A well-run company, he thinks. They have come off the lows after a good earnings report. Franchisees are upset, but the owners have a history of doing business this way. Management is strong and have consistently hit ROE targets. He prefers MTY Food Group Inc. (MTY-T), who focuses more on food courts.

DON'T BUY

They are terrific operators and have Warren Buffett in their corner. However they have upset franchise owners of Tim Hortons and Burger King. They are the juicer and the franchisees are the lemon: they are trying to squeeze every drop from the franchisees, but if franchisees can't make a good living, they will lose interest in the business. He doesn't own QSR because he is dubious that their model will translate into Canada. He doesn't think that Tim Hortons fits their model well. He used to own Tim Hortons and loved it and feels bad that he can't own it now, because it is part of QSR. He thinks that the tension created by QSR's model is holding back growth.

DON'T BUY

Sold his shares 6 months ago. It's always been a rich stock. He likes their foot traffic and demand across their various brands. It's not his favourite consumer name. Instead, he prefers McDonald's, or Facebook or a gambling stock. QSR is doing okay, not bad, doing well for shareholders but it's upsetting franchisees (who continue to make money off the brand). It's now not cheap at 22X earnings.

- Task statement
In the stock commentary, the franchise owners of which two restaurant chains are said to be upset?

- Extracted information
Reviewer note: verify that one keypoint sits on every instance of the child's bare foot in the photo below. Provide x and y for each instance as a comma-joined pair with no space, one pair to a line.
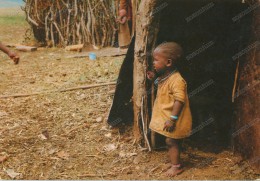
174,170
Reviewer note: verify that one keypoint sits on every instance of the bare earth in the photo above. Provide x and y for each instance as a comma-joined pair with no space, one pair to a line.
65,136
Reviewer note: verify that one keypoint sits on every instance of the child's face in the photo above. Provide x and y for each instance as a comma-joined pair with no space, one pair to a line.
161,63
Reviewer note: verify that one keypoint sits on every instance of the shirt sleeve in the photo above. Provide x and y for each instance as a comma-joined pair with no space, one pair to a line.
123,4
179,89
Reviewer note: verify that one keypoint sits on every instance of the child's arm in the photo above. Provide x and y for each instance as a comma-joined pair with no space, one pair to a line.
12,55
179,89
170,124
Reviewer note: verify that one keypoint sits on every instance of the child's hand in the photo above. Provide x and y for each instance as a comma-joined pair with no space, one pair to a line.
14,57
169,126
150,75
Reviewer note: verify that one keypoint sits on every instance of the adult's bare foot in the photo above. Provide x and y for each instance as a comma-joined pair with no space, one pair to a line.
174,170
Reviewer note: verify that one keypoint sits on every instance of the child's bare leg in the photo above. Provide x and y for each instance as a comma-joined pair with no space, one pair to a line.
174,154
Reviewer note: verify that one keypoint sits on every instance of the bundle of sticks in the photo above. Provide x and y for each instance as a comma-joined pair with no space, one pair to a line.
69,22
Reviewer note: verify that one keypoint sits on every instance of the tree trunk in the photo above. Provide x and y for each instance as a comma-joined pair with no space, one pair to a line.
147,26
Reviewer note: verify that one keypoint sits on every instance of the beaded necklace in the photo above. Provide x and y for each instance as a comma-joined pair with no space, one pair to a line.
157,81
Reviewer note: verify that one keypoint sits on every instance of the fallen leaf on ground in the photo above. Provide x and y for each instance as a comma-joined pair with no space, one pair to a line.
63,155
3,158
11,173
108,135
109,147
99,119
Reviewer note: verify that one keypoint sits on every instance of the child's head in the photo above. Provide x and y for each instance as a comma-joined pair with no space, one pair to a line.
165,57
122,12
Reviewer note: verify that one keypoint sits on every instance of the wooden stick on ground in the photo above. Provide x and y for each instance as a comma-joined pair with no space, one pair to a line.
63,90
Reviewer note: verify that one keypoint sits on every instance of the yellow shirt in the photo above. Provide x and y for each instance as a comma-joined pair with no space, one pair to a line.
172,89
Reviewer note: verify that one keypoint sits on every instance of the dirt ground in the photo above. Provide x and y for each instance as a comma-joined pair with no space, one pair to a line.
63,135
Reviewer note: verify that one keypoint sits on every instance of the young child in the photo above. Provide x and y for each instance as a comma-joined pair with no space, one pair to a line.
171,115
124,32
12,55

- Task output
Tim Hortons and Burger King.